Across all the records below, count the lines that hold "ceiling". State only that figure.

★ ★ ★

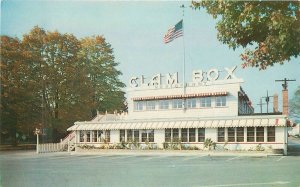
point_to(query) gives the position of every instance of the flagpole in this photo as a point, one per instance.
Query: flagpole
(184, 85)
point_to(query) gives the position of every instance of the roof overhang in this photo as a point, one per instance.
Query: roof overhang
(245, 121)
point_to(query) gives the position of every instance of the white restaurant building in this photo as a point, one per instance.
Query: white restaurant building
(212, 106)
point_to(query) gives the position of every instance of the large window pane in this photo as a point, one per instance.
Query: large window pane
(201, 134)
(107, 135)
(250, 134)
(221, 101)
(260, 134)
(129, 135)
(175, 135)
(151, 136)
(231, 134)
(94, 136)
(205, 102)
(271, 134)
(221, 134)
(122, 135)
(136, 135)
(168, 135)
(164, 104)
(184, 135)
(191, 103)
(177, 103)
(100, 136)
(192, 135)
(240, 134)
(88, 136)
(81, 139)
(144, 136)
(150, 105)
(138, 105)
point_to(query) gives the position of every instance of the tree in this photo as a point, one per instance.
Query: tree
(50, 80)
(100, 67)
(270, 31)
(17, 109)
(295, 106)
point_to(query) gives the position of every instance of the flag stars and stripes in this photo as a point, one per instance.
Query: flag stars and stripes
(174, 32)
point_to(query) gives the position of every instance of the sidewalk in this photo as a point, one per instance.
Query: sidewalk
(174, 153)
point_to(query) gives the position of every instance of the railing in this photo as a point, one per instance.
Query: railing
(70, 137)
(51, 147)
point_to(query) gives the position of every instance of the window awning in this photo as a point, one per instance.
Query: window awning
(210, 94)
(188, 123)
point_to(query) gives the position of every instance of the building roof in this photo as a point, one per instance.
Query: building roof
(239, 121)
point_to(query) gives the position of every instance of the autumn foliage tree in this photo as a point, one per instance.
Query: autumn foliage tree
(50, 79)
(269, 30)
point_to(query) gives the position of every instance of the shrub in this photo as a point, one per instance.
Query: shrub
(208, 143)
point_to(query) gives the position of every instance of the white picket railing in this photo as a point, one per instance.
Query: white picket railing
(51, 147)
(64, 145)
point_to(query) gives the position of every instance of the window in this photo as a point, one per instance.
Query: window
(81, 139)
(107, 135)
(150, 105)
(122, 135)
(129, 135)
(260, 134)
(138, 105)
(175, 135)
(191, 103)
(240, 134)
(192, 135)
(151, 136)
(148, 135)
(144, 136)
(164, 104)
(221, 134)
(177, 103)
(250, 134)
(201, 134)
(184, 135)
(167, 135)
(100, 136)
(136, 135)
(88, 136)
(221, 101)
(231, 134)
(205, 102)
(94, 136)
(271, 134)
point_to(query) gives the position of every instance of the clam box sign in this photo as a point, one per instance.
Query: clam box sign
(198, 76)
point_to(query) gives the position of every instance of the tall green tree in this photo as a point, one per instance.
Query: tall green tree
(50, 80)
(100, 66)
(295, 106)
(269, 30)
(18, 111)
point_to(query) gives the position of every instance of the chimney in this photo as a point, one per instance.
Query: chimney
(275, 103)
(285, 102)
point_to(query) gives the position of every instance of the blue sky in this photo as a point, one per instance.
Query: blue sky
(136, 29)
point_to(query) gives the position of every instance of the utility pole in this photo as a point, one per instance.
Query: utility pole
(285, 108)
(285, 84)
(285, 97)
(267, 101)
(261, 104)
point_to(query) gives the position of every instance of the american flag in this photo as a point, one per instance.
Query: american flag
(174, 32)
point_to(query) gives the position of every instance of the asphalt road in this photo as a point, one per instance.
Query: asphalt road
(62, 169)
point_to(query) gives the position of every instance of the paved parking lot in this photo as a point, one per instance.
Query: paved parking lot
(63, 169)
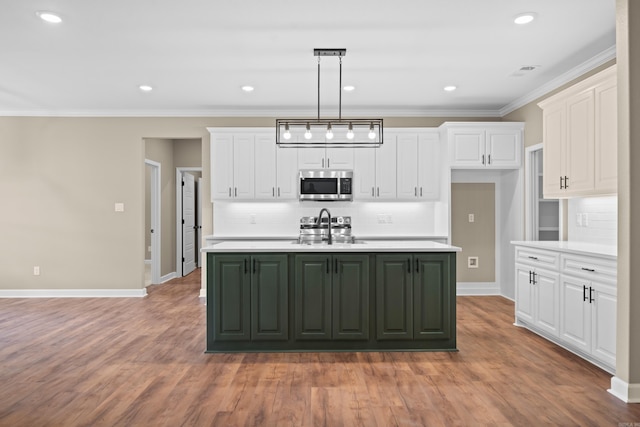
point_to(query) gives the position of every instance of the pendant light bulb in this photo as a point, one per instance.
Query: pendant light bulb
(372, 133)
(350, 132)
(329, 132)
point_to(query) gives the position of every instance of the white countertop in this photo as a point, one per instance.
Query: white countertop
(580, 248)
(362, 246)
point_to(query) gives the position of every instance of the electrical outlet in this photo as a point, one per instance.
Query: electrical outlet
(472, 262)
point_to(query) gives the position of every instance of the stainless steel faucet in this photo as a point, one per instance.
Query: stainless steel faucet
(319, 222)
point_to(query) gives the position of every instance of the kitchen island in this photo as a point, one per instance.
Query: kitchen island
(368, 295)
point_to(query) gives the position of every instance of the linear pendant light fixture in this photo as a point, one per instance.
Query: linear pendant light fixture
(347, 133)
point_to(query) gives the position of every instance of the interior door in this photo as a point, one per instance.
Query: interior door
(188, 224)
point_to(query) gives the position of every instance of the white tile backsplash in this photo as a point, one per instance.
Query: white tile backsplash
(281, 220)
(593, 220)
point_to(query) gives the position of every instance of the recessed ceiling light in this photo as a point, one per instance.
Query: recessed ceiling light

★ ★ ★

→ SOLUTION FOR THIS TASK:
2